■ **Goal**
Substitute "quilt" for "duvet cover" throughout the stretch of items from the line containing "the white textured" through the end of the items, and give those lines again with nothing else changed.

=====

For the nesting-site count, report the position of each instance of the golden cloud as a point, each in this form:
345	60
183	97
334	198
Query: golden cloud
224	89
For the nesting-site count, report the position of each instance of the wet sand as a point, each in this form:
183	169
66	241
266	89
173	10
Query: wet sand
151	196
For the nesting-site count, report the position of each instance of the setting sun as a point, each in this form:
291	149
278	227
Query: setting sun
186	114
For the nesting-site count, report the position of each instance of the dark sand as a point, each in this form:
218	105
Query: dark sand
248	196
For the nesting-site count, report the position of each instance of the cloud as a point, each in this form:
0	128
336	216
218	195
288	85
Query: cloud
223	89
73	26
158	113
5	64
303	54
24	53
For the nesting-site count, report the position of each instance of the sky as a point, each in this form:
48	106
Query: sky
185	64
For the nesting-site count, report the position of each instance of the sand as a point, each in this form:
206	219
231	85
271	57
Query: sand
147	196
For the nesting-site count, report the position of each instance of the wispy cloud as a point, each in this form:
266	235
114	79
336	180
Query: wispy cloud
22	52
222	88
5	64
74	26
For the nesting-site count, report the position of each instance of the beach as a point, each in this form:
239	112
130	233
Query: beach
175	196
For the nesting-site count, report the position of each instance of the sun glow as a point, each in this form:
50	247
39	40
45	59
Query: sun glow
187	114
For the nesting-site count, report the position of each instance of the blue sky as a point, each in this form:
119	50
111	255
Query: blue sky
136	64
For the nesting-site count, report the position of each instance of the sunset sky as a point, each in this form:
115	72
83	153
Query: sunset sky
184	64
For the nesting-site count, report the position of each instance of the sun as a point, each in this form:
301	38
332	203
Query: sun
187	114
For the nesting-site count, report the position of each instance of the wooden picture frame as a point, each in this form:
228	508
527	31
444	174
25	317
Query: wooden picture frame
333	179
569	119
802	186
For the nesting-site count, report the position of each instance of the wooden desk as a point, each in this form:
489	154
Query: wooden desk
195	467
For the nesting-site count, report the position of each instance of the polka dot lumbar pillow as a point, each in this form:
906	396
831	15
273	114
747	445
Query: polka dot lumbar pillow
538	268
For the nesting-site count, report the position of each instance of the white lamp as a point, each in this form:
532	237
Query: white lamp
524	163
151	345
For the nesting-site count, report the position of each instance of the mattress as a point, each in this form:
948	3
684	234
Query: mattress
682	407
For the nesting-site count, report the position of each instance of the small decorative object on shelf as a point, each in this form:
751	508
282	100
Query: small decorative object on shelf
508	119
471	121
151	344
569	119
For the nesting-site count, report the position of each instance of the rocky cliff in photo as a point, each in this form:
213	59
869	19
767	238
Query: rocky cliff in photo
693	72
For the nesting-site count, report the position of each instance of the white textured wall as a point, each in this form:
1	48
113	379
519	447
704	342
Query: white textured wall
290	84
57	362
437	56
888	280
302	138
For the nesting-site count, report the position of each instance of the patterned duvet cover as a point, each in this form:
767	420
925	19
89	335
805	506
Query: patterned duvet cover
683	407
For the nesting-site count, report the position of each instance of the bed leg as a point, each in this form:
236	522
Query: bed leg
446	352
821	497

=====

■ **Answer to this task**
For the nesting-site count, report the position of each instance of the white textured wall as a point, each in this form:
1	48
113	379
519	447
704	342
Query: white textured wall
290	84
57	362
437	56
888	280
302	138
For the nesting-site count, report the position of each instance of the patterned quilt as a point, each in this form:
767	420
925	19
89	335
805	506
Query: patterned quilt
683	407
For the nesting-site count, report the position of each instance of the bed leg as a point, each in this form:
236	522
Query: bed leg
446	352
821	497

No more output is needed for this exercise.